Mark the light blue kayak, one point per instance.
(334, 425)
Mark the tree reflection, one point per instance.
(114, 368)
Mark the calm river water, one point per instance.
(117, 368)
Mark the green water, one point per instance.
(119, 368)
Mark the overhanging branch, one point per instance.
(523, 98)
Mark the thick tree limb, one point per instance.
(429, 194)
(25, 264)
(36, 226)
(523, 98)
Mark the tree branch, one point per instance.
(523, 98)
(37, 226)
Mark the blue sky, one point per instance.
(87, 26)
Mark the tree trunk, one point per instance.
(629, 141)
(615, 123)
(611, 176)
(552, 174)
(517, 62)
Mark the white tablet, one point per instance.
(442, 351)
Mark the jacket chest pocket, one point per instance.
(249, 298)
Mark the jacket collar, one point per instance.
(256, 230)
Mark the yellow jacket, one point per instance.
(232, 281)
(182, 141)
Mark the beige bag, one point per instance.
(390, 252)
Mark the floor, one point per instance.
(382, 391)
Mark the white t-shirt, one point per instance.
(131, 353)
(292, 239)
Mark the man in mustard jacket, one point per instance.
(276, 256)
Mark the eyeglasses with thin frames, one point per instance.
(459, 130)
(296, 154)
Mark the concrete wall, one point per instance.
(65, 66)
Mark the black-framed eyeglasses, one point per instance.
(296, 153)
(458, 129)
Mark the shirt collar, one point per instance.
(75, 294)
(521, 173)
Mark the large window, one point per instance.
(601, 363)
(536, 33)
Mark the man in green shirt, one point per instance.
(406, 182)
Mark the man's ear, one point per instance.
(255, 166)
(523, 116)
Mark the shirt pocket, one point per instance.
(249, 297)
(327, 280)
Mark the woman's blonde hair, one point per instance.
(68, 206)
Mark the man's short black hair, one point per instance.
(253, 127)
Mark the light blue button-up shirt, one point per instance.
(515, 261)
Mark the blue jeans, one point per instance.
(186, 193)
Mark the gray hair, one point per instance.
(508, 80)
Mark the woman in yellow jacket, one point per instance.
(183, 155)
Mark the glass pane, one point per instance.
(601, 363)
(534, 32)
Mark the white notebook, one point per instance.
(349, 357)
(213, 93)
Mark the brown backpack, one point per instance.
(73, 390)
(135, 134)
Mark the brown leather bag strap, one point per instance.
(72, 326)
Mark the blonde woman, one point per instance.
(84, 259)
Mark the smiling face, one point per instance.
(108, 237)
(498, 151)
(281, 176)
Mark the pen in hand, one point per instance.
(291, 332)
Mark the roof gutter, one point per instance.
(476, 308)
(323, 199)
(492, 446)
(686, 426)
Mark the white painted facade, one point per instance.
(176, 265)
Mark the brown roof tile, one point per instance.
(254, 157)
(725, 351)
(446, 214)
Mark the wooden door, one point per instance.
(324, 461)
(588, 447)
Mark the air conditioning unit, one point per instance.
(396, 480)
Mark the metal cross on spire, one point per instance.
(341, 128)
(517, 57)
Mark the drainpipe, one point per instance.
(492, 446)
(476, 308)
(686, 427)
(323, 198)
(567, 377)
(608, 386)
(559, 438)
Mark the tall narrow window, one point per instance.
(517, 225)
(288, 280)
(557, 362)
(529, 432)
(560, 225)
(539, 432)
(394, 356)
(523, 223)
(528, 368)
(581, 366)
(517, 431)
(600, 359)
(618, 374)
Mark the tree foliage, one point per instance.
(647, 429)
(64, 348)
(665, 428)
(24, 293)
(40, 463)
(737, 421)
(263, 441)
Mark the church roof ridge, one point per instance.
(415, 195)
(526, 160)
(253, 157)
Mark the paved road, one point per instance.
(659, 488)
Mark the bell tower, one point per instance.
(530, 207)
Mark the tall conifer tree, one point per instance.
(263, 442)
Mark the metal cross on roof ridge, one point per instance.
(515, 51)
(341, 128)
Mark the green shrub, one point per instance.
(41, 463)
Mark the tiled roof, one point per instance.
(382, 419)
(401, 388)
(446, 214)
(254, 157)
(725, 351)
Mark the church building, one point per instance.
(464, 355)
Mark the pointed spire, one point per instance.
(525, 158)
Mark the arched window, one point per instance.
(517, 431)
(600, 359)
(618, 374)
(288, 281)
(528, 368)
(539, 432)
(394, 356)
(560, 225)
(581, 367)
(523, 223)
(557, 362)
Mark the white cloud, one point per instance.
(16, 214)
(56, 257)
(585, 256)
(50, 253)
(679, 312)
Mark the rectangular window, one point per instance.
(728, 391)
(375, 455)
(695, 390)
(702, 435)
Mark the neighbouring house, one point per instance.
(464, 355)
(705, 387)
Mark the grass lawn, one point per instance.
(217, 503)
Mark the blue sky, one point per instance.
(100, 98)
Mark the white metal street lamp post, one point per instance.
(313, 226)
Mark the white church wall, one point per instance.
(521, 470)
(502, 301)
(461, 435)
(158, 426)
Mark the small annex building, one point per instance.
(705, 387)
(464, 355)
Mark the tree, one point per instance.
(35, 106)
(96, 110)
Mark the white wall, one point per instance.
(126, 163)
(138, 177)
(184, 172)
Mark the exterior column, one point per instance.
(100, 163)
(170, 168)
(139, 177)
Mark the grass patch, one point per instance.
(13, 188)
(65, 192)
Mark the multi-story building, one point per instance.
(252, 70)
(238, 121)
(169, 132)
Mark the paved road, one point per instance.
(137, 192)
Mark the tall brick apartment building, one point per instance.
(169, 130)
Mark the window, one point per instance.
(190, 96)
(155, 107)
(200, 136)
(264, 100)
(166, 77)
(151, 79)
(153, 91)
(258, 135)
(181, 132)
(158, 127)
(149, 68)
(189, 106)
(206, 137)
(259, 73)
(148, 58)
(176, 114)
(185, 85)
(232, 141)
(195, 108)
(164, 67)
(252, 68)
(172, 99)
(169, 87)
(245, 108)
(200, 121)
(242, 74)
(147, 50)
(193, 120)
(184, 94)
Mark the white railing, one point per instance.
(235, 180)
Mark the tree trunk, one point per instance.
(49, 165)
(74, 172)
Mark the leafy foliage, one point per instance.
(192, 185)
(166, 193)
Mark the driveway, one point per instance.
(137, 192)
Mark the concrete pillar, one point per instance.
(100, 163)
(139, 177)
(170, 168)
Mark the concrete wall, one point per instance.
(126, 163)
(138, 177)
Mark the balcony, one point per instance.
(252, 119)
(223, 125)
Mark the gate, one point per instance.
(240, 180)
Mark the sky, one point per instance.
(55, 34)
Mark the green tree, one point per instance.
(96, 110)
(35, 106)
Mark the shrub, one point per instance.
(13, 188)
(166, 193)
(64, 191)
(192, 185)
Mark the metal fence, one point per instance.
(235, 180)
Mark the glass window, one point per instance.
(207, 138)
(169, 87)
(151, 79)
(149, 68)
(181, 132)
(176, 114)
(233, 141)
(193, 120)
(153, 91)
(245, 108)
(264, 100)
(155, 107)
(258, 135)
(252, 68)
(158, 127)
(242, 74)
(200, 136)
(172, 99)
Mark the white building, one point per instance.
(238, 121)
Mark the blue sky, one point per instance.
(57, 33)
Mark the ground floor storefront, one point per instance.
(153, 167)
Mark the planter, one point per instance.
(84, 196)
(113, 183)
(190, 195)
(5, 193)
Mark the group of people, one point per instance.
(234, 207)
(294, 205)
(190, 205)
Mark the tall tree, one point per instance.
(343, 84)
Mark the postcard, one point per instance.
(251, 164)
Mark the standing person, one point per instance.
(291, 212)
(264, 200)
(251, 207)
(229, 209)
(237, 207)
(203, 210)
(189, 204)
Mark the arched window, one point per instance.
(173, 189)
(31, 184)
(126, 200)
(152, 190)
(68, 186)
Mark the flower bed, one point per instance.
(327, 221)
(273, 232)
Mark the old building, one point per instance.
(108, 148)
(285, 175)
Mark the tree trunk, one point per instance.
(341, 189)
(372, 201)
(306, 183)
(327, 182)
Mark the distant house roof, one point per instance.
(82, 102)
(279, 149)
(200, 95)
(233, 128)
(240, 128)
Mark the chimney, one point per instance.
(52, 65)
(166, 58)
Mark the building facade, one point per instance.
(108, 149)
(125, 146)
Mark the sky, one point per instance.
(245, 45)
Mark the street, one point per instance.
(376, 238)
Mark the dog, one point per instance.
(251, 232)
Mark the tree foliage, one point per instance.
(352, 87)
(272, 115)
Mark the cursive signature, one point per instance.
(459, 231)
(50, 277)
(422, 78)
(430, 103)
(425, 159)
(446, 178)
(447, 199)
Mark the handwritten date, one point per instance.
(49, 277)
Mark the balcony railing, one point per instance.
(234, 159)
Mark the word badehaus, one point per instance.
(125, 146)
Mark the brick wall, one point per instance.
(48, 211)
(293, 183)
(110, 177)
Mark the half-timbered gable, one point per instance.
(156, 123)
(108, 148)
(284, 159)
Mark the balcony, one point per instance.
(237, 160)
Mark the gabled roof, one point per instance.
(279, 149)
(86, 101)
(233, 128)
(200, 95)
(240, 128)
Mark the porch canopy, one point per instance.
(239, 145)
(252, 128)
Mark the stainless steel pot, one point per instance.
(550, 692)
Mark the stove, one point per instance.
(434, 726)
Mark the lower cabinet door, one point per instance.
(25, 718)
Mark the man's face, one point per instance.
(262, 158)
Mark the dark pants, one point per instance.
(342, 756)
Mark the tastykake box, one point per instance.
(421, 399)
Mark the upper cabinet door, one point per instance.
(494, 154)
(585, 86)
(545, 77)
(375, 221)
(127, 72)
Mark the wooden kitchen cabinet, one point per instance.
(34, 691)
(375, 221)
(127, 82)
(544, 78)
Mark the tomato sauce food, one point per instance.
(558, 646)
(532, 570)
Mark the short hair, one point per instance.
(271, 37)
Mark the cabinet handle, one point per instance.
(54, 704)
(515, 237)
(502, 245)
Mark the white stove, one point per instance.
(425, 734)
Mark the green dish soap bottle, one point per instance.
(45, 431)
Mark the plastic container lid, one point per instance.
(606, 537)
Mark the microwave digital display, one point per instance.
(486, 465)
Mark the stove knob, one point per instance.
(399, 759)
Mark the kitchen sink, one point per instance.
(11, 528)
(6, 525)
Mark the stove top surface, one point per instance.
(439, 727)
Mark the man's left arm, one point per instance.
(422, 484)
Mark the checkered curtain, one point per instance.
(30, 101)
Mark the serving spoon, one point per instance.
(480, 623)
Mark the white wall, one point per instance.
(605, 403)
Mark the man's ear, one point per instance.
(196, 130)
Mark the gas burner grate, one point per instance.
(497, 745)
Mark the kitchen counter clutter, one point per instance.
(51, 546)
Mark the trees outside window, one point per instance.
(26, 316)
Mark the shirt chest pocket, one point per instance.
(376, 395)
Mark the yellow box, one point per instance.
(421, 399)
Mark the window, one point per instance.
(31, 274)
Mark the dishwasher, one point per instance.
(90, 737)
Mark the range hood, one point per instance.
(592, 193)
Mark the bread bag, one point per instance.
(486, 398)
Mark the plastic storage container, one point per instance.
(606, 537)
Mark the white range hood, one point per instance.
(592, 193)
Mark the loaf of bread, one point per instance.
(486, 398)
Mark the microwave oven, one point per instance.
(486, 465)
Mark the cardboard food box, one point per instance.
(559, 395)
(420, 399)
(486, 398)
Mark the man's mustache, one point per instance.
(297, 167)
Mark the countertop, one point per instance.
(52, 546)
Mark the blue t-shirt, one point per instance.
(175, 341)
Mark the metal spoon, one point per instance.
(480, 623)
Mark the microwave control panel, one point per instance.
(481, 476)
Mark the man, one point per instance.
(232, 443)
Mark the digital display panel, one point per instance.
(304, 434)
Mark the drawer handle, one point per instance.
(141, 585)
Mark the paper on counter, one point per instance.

§ §

Print only the lines from the one with "Mark the microwave oven, one" to the end of the records, both included.

Mark the microwave oven, one point per instance.
(486, 465)
Mark the cardboard food box, one point per instance.
(559, 395)
(420, 399)
(486, 398)
Mark the man's mustache, one point per instance.
(297, 167)
Mark the countertop, one point per instance.
(52, 546)
Mark the blue t-shirt, one point per instance.
(175, 341)
Mark the metal spoon, one point per instance.
(480, 623)
Mark the microwave control panel, one point per instance.
(481, 476)
Mark the man, one point per instance.
(232, 443)
Mark the digital display panel, one point per instance.
(304, 434)
Mark the drawer handle, one point per instance.
(141, 585)
Mark the paper on counter, one point per instance.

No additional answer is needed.